> _ASSIGNED TASK_
Starting at the top line, return each entry word for word.

(Referring expression grounding data)
== Segment start ==

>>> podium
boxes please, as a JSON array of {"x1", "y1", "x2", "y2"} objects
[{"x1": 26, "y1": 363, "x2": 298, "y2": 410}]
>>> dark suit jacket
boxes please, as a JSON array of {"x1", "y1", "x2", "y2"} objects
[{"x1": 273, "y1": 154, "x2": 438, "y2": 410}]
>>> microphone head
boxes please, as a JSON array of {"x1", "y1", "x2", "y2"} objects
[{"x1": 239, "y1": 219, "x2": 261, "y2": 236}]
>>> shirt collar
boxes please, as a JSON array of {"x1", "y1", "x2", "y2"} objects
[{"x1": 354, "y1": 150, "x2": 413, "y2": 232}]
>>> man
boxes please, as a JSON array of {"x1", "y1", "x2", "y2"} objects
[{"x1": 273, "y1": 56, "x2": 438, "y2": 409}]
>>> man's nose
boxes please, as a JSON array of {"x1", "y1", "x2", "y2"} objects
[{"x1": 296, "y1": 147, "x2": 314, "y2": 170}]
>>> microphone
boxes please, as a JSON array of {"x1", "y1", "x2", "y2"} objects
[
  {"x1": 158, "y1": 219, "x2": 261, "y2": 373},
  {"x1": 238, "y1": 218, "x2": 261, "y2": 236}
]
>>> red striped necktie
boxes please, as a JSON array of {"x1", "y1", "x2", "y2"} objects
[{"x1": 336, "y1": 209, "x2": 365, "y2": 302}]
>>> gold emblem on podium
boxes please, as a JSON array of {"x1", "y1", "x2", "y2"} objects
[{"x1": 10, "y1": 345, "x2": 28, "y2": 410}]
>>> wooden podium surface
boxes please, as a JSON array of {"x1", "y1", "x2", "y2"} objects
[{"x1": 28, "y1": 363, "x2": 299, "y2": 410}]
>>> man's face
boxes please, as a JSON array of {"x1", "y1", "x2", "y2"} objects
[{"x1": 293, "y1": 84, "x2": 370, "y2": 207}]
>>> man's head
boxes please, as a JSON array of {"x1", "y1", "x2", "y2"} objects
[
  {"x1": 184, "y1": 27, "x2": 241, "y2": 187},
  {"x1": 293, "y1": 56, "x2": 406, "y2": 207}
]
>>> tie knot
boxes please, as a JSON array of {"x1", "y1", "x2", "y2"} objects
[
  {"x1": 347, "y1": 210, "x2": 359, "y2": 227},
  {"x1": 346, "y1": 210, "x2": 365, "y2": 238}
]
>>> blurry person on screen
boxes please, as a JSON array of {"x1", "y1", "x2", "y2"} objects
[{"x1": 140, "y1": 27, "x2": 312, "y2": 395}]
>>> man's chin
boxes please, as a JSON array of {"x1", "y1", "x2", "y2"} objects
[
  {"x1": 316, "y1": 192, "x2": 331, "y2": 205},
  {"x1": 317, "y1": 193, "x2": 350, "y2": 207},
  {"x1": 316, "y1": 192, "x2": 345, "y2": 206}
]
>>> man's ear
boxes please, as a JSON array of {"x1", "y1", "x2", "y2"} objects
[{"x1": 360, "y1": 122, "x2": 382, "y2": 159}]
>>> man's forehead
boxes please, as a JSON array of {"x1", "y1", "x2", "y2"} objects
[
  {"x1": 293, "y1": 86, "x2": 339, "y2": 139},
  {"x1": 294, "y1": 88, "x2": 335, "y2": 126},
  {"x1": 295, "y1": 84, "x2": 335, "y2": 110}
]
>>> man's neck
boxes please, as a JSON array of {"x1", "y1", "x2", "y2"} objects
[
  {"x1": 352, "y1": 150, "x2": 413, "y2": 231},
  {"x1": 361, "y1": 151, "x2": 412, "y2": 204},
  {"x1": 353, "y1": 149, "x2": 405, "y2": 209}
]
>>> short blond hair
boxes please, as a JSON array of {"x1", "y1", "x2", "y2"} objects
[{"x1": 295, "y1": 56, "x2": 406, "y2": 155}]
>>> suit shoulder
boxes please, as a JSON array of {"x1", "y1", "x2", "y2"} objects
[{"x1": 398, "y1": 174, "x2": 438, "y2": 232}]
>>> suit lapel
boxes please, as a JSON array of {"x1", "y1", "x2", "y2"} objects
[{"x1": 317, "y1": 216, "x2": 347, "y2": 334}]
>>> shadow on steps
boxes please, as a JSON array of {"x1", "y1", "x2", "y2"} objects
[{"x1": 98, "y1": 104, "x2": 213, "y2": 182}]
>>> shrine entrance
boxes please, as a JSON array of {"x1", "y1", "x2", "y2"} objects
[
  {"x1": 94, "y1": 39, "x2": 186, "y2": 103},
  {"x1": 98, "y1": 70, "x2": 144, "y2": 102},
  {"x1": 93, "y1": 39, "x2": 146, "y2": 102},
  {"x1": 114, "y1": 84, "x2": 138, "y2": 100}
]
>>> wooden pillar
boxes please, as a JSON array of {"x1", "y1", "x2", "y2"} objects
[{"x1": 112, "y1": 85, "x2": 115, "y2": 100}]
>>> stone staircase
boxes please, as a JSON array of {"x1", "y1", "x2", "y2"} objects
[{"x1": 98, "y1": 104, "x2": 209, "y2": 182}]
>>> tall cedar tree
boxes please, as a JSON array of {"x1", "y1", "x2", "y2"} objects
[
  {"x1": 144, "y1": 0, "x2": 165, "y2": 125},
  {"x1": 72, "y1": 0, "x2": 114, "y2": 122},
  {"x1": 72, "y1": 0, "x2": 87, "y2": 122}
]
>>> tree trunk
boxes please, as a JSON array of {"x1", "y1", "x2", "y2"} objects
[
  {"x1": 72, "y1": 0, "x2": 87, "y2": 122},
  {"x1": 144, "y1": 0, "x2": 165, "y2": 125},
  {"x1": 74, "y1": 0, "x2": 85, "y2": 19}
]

== Segment end ==

> _RESPONSE BELOW_
>>> podium
boxes please, as a JSON array of {"x1", "y1", "x2", "y2"} objects
[{"x1": 26, "y1": 363, "x2": 298, "y2": 410}]
>>> dark suit jacket
boxes please, as a JSON array of {"x1", "y1", "x2", "y2"} objects
[{"x1": 273, "y1": 154, "x2": 438, "y2": 410}]
>>> microphone head
boxes please, as a JSON array of {"x1", "y1", "x2", "y2"} objects
[{"x1": 239, "y1": 219, "x2": 261, "y2": 236}]
>>> shirt collar
boxes please, as a JSON array of {"x1", "y1", "x2", "y2"} objects
[{"x1": 354, "y1": 150, "x2": 413, "y2": 232}]
>>> man
boxes please, as a JSON array of {"x1", "y1", "x2", "y2"} objects
[{"x1": 273, "y1": 56, "x2": 438, "y2": 409}]
>>> man's nose
boxes please, as a JSON array of {"x1", "y1", "x2", "y2"} objects
[{"x1": 296, "y1": 147, "x2": 314, "y2": 170}]
>>> microphone
boxes please, as a JSON array of {"x1", "y1", "x2", "y2"} objects
[
  {"x1": 158, "y1": 219, "x2": 261, "y2": 373},
  {"x1": 238, "y1": 218, "x2": 261, "y2": 236}
]
>>> red striped necktie
boxes please, as a JSON array of {"x1", "y1", "x2", "y2"} objects
[{"x1": 336, "y1": 209, "x2": 365, "y2": 302}]
>>> gold emblem on podium
boxes please, as a JSON array of {"x1", "y1", "x2", "y2"} objects
[{"x1": 10, "y1": 345, "x2": 28, "y2": 410}]
>>> wooden podium surface
boxes please, as a JSON array of {"x1", "y1", "x2", "y2"} objects
[{"x1": 28, "y1": 363, "x2": 299, "y2": 410}]
>>> man's face
boxes please, as a JSON array of {"x1", "y1", "x2", "y2"} objects
[{"x1": 293, "y1": 84, "x2": 370, "y2": 207}]
>>> man's head
boxes please, as a JSON array of {"x1", "y1", "x2", "y2"} objects
[
  {"x1": 184, "y1": 27, "x2": 241, "y2": 187},
  {"x1": 293, "y1": 56, "x2": 406, "y2": 207}
]
>>> tie knot
boxes please, as a JSON array of {"x1", "y1", "x2", "y2"} objects
[
  {"x1": 347, "y1": 210, "x2": 359, "y2": 227},
  {"x1": 346, "y1": 210, "x2": 365, "y2": 238}
]
>>> blurry person on screen
boxes please, as a JSON array of {"x1", "y1", "x2", "y2"} objects
[{"x1": 140, "y1": 27, "x2": 312, "y2": 395}]
>>> man's chin
boxes please, as a JSON array of {"x1", "y1", "x2", "y2"} objects
[
  {"x1": 316, "y1": 192, "x2": 331, "y2": 205},
  {"x1": 317, "y1": 193, "x2": 350, "y2": 207},
  {"x1": 316, "y1": 192, "x2": 345, "y2": 206}
]
>>> man's ear
boxes please, as a JSON array of {"x1", "y1", "x2", "y2"} objects
[{"x1": 360, "y1": 122, "x2": 382, "y2": 159}]
>>> man's forehead
boxes please, as a JSON array of {"x1", "y1", "x2", "y2"} objects
[
  {"x1": 293, "y1": 86, "x2": 339, "y2": 139},
  {"x1": 294, "y1": 88, "x2": 335, "y2": 126},
  {"x1": 295, "y1": 84, "x2": 335, "y2": 110}
]
>>> man's neck
boxes please, as a JSON array of {"x1", "y1", "x2", "y2"} objects
[
  {"x1": 352, "y1": 150, "x2": 413, "y2": 231},
  {"x1": 361, "y1": 151, "x2": 412, "y2": 204},
  {"x1": 353, "y1": 149, "x2": 405, "y2": 209}
]
>>> short blond hair
boxes please, as a JSON array of {"x1", "y1", "x2", "y2"} objects
[{"x1": 295, "y1": 56, "x2": 406, "y2": 155}]
>>> suit shoulder
boxes please, as a JSON array of {"x1", "y1", "x2", "y2"} objects
[{"x1": 398, "y1": 174, "x2": 438, "y2": 232}]
>>> suit lapel
boxes please, as a JSON array of {"x1", "y1", "x2", "y2"} objects
[{"x1": 317, "y1": 216, "x2": 347, "y2": 334}]
>>> shadow on steps
boxes please, as a JSON array of {"x1", "y1", "x2", "y2"} objects
[{"x1": 98, "y1": 104, "x2": 213, "y2": 182}]
>>> shrine entrance
boxes please, as a JSON array of {"x1", "y1", "x2", "y2"} objects
[
  {"x1": 94, "y1": 39, "x2": 186, "y2": 103},
  {"x1": 98, "y1": 70, "x2": 144, "y2": 102},
  {"x1": 93, "y1": 39, "x2": 146, "y2": 102},
  {"x1": 114, "y1": 84, "x2": 138, "y2": 100}
]
>>> wooden pillar
boxes please, as a JSON array of {"x1", "y1", "x2", "y2"} objects
[{"x1": 112, "y1": 85, "x2": 115, "y2": 100}]
>>> stone staircase
boxes please, as a JSON array of {"x1", "y1", "x2", "y2"} objects
[{"x1": 98, "y1": 104, "x2": 209, "y2": 182}]
>>> tall cedar tree
boxes please, as a JSON array of {"x1", "y1", "x2", "y2"} objects
[
  {"x1": 144, "y1": 0, "x2": 165, "y2": 125},
  {"x1": 72, "y1": 0, "x2": 114, "y2": 122},
  {"x1": 72, "y1": 0, "x2": 87, "y2": 122}
]
>>> tree trunk
boxes please, as a JSON array of {"x1", "y1", "x2", "y2"} objects
[
  {"x1": 72, "y1": 0, "x2": 87, "y2": 122},
  {"x1": 144, "y1": 0, "x2": 165, "y2": 125},
  {"x1": 74, "y1": 0, "x2": 85, "y2": 19}
]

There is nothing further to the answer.